EXERCISE TASK: Can you copy out, word for word, the lines of the listing between the line holding "Target: **driver**" and the line holding "31), (87, 37)]", both included?

MATERIAL SHOWN:
:::

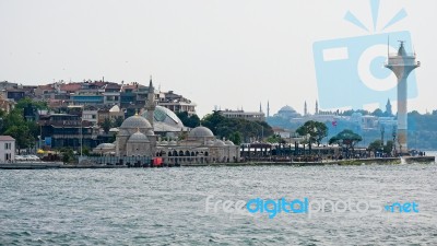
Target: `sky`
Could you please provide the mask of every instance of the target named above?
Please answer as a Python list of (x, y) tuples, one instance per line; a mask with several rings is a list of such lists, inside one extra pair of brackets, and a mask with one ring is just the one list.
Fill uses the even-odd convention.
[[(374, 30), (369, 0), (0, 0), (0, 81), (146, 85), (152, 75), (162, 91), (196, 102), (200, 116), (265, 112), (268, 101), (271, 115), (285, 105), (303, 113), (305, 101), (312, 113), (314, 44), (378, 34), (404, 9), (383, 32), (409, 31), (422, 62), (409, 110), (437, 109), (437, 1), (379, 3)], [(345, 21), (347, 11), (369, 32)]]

:::

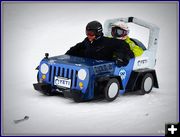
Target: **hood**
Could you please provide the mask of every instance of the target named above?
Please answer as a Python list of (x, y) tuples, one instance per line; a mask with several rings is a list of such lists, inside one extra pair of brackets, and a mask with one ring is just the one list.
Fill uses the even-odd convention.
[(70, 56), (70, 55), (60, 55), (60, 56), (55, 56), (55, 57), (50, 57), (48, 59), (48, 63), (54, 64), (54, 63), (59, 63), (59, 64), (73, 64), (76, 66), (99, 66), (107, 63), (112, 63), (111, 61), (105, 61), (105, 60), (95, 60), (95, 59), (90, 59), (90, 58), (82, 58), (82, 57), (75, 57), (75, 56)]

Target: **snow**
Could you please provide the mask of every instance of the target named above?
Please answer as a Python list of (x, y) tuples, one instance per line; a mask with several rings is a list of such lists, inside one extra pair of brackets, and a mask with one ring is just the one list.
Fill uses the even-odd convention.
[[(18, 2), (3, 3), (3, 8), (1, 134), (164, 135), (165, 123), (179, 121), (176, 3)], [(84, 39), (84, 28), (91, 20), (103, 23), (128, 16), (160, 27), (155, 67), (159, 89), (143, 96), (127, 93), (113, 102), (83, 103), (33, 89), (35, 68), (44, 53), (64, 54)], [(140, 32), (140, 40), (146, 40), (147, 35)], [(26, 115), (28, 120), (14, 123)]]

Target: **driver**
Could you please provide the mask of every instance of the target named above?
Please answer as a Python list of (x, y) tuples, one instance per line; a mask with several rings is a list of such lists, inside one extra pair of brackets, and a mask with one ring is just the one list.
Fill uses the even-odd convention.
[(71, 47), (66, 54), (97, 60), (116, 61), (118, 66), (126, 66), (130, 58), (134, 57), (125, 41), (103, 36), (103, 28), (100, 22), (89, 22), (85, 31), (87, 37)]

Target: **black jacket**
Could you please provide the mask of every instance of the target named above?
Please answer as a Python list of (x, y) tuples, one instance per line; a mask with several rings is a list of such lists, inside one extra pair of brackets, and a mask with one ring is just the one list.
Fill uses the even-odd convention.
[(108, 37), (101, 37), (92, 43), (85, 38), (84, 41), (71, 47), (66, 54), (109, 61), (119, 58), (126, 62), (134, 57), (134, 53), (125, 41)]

:::

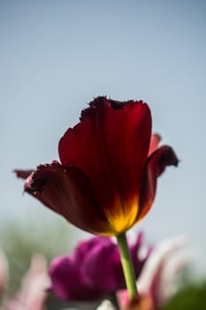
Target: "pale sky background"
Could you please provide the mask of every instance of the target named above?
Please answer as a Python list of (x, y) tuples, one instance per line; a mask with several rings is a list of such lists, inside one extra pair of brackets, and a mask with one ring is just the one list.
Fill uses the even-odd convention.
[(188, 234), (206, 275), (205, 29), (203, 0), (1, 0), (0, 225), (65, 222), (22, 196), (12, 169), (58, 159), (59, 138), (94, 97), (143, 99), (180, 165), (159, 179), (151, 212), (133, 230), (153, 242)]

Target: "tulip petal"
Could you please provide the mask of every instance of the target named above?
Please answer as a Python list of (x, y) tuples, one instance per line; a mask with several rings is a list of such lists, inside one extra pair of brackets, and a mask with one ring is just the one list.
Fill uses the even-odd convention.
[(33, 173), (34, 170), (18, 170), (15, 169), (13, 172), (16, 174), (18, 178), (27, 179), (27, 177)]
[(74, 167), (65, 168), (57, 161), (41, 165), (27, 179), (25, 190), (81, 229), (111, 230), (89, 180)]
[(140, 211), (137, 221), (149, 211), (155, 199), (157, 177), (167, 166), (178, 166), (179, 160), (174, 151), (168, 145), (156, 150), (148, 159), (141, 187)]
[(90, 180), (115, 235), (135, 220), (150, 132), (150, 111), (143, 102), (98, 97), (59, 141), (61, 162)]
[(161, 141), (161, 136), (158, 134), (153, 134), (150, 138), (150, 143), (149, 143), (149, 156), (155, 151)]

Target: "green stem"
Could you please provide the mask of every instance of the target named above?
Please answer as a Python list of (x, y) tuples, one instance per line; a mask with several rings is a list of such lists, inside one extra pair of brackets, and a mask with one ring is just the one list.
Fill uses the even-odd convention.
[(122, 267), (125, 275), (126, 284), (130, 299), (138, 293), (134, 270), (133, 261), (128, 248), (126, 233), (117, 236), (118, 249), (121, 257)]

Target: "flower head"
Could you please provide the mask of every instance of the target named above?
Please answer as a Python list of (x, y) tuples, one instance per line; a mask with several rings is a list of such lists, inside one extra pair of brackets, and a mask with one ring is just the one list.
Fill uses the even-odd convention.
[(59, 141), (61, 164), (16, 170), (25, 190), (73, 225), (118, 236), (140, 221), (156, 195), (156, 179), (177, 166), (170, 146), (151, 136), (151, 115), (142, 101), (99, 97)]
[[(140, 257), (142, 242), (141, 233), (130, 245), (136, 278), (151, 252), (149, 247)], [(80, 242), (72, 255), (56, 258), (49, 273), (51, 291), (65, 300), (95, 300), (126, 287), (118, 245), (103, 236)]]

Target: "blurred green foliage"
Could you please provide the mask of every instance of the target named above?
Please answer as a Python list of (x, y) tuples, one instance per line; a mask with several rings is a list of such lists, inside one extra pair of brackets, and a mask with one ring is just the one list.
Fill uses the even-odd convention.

:::

FINAL RESULT:
Target: **driver**
Could you please provide the mask of every instance of the target named above?
Please answer as a Python list of (x, y) tuples, one instance per line; a mask with several rings is a list of such lists, inside one extra pair of brackets, and a mask with one ring is just the one list.
Fill uses the even-odd convention.
[(71, 47), (66, 54), (97, 60), (116, 61), (118, 66), (126, 66), (130, 58), (134, 57), (125, 41), (103, 36), (103, 28), (100, 22), (89, 22), (85, 31), (87, 37)]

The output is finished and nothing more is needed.